What this task involves —
Check each line of the records below for the word "wheel" and give the number of lines that have it, with nothing added.

Given data —
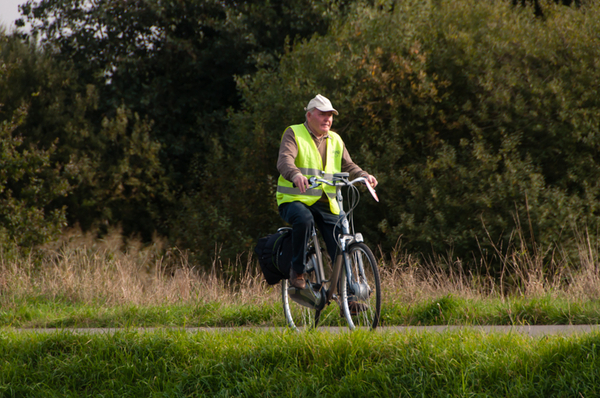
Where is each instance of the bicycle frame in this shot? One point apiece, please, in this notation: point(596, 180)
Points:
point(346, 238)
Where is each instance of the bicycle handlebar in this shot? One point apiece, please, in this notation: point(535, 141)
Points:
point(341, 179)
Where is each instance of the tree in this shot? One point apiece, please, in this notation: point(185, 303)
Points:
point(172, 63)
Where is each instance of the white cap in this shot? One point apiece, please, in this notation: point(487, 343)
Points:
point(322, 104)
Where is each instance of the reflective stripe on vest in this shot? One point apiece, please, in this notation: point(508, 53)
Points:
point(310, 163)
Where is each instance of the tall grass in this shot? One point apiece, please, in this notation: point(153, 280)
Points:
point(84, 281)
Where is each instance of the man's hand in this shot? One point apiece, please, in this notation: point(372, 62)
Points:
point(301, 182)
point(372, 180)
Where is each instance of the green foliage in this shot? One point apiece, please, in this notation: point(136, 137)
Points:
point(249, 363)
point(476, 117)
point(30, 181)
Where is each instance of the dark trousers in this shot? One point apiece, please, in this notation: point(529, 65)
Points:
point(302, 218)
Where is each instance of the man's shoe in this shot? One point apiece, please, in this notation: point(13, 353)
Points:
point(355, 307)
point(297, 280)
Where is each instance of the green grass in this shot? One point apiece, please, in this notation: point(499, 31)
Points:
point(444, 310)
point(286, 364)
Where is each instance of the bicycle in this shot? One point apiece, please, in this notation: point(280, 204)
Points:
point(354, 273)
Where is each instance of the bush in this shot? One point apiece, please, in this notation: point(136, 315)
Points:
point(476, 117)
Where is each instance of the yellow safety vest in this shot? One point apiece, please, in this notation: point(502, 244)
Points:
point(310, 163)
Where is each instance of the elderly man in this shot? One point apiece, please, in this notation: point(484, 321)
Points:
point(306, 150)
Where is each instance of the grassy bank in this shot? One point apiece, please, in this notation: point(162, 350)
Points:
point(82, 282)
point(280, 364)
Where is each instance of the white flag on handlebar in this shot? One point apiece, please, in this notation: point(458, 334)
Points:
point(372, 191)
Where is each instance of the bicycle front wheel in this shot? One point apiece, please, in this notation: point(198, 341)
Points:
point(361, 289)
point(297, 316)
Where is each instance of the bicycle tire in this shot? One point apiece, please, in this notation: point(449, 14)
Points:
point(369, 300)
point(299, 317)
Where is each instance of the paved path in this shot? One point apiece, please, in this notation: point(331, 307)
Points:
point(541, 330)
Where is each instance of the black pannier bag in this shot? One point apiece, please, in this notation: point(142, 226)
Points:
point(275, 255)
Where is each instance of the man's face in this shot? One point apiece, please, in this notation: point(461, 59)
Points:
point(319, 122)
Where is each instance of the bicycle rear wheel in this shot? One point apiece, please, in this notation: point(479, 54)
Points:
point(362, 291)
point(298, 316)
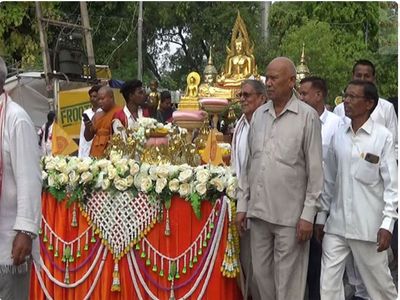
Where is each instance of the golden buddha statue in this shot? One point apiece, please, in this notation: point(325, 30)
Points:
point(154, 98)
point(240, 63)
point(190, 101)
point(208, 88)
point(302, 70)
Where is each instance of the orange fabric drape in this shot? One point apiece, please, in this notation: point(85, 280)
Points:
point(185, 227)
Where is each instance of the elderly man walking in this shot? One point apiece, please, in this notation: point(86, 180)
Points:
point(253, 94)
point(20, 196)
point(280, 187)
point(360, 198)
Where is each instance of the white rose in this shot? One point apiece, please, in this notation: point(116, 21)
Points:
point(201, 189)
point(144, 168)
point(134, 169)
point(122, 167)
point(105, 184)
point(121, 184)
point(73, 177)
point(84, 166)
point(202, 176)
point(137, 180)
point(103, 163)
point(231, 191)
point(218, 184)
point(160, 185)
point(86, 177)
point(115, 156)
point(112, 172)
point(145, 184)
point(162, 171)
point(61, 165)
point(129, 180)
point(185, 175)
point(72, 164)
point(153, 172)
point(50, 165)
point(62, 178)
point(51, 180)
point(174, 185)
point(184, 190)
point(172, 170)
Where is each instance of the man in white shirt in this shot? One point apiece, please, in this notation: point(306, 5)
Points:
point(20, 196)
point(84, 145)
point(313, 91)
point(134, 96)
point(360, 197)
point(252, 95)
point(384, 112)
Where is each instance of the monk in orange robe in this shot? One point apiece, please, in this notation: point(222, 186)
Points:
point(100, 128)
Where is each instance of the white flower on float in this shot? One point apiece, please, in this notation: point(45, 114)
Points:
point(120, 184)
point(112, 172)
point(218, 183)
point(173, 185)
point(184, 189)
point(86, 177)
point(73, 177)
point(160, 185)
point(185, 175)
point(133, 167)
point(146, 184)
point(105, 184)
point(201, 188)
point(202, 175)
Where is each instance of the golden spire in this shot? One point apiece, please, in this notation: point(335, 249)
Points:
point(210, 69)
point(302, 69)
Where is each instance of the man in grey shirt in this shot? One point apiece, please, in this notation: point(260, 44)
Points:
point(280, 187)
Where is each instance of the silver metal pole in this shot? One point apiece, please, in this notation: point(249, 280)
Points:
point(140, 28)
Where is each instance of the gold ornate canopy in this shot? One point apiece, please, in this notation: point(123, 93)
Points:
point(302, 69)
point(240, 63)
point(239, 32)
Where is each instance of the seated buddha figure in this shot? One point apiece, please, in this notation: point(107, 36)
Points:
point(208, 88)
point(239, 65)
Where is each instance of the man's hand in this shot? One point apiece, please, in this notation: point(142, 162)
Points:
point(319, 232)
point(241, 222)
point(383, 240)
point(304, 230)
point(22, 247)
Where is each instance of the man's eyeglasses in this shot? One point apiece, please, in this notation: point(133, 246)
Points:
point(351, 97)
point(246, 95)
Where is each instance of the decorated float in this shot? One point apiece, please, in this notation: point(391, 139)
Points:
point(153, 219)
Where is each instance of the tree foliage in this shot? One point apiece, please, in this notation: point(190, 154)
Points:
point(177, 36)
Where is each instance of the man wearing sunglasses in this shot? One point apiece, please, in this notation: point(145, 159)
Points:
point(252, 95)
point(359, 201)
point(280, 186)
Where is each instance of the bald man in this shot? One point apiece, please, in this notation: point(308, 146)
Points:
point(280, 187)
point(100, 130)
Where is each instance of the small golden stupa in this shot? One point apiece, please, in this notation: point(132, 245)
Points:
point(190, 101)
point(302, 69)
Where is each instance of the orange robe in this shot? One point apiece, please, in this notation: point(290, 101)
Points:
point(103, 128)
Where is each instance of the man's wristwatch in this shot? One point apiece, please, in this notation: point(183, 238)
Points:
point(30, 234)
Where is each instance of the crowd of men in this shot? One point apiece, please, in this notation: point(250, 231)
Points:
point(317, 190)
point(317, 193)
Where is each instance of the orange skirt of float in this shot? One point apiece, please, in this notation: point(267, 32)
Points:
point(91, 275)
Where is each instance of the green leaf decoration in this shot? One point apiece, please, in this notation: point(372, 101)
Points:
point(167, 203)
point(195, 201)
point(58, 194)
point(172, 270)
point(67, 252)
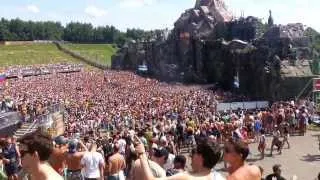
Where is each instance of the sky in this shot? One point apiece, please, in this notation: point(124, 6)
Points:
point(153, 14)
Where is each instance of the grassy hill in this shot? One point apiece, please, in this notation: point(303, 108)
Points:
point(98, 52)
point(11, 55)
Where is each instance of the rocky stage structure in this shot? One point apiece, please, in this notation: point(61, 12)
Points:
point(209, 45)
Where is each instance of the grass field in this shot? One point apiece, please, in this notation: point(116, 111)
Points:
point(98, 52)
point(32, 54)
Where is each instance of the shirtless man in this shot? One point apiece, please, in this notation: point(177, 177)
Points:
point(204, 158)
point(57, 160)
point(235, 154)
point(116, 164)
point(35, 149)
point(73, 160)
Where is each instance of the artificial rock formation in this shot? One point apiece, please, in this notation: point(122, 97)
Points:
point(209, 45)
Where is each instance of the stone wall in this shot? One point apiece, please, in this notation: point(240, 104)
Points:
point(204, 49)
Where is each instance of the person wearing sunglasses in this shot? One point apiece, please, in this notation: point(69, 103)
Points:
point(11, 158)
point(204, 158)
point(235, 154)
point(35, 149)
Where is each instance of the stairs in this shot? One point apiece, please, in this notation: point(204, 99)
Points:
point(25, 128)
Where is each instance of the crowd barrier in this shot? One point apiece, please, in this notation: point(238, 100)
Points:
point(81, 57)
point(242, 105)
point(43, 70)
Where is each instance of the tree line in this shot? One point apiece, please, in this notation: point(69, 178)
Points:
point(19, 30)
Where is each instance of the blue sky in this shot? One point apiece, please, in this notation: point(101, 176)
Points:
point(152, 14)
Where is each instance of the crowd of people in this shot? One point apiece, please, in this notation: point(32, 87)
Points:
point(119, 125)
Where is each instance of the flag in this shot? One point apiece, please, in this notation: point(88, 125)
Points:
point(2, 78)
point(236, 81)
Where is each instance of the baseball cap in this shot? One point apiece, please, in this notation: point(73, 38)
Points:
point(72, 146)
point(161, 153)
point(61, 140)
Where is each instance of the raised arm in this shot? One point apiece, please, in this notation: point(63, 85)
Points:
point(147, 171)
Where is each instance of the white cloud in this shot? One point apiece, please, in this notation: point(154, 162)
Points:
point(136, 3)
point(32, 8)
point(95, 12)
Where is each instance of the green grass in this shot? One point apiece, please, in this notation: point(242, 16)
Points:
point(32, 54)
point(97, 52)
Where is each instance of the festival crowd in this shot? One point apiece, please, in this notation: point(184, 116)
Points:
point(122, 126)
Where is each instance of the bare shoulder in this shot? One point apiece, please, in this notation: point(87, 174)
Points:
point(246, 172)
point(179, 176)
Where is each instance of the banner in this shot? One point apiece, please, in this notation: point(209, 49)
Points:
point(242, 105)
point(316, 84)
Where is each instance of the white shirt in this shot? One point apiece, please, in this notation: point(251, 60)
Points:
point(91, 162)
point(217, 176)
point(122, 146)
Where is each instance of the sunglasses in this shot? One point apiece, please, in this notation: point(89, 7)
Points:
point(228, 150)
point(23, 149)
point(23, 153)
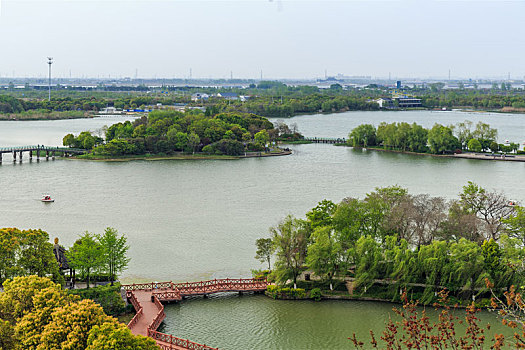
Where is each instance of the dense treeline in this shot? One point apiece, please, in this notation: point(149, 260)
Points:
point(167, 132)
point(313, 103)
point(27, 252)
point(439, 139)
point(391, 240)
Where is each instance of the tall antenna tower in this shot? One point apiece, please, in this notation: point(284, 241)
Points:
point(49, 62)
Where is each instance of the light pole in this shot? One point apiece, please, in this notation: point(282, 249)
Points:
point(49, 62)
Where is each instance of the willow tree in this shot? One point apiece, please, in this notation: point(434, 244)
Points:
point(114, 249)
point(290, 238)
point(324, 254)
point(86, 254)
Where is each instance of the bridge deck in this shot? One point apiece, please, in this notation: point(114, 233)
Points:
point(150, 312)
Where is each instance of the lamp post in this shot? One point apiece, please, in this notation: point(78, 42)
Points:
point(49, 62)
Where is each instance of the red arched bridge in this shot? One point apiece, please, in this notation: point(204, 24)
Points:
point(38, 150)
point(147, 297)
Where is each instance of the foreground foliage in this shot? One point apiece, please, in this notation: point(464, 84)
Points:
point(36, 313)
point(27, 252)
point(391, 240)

--

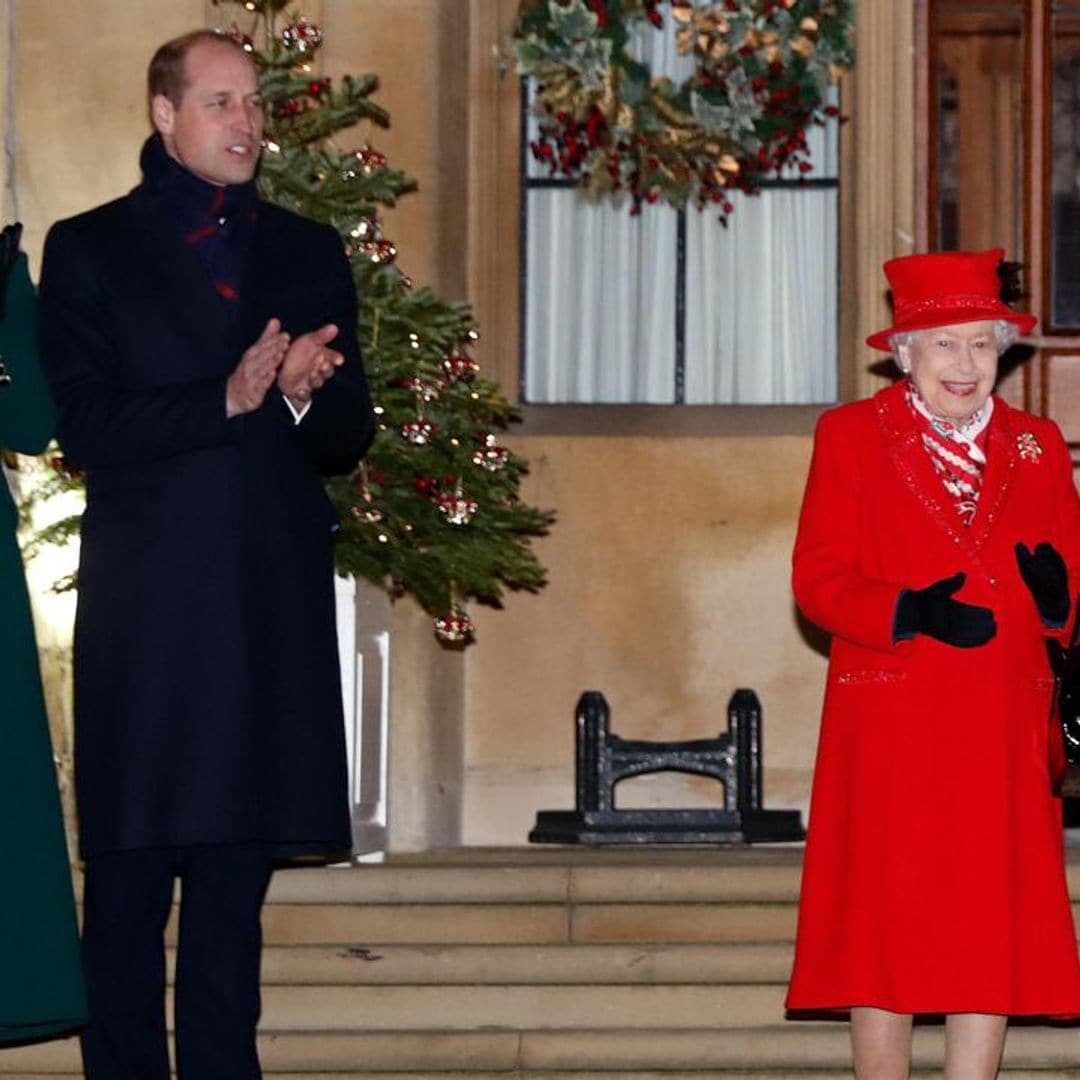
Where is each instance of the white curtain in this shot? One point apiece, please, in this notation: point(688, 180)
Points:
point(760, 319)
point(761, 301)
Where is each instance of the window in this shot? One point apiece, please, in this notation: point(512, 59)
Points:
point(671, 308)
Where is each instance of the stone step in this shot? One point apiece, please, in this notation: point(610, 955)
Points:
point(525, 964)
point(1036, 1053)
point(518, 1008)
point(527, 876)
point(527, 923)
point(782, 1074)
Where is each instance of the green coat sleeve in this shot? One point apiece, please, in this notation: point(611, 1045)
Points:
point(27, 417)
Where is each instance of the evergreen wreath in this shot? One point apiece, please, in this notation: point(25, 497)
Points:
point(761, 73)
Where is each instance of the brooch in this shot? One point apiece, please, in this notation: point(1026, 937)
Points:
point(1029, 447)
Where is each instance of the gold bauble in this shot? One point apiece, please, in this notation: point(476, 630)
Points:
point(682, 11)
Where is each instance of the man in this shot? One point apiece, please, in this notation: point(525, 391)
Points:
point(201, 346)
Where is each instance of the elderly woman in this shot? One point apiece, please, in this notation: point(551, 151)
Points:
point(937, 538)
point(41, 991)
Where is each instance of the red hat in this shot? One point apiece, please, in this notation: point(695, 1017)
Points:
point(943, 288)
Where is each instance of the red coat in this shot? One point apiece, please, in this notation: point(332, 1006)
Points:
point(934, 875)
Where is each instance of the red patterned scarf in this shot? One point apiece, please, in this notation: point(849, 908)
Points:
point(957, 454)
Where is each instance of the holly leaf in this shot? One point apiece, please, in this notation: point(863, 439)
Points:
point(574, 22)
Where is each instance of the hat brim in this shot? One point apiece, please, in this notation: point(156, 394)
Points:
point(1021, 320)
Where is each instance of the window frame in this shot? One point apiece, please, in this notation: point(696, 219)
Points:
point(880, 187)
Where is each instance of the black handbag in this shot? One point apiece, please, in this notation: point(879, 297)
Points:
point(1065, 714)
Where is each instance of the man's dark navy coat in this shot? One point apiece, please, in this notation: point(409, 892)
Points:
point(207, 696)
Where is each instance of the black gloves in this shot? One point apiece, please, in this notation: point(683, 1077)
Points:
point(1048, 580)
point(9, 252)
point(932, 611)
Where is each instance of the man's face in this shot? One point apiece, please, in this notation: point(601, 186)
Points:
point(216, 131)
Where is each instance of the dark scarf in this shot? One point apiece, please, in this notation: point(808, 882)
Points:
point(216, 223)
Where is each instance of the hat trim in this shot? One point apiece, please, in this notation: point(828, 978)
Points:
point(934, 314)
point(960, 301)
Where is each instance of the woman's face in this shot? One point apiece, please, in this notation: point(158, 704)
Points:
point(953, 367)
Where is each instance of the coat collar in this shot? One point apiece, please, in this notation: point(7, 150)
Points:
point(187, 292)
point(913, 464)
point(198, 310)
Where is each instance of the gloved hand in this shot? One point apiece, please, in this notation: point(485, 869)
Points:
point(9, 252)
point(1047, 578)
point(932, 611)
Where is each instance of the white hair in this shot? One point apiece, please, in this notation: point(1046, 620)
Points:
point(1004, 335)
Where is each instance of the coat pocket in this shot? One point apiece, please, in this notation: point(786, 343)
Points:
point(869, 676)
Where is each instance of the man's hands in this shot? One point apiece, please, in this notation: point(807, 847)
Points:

Result of the task —
2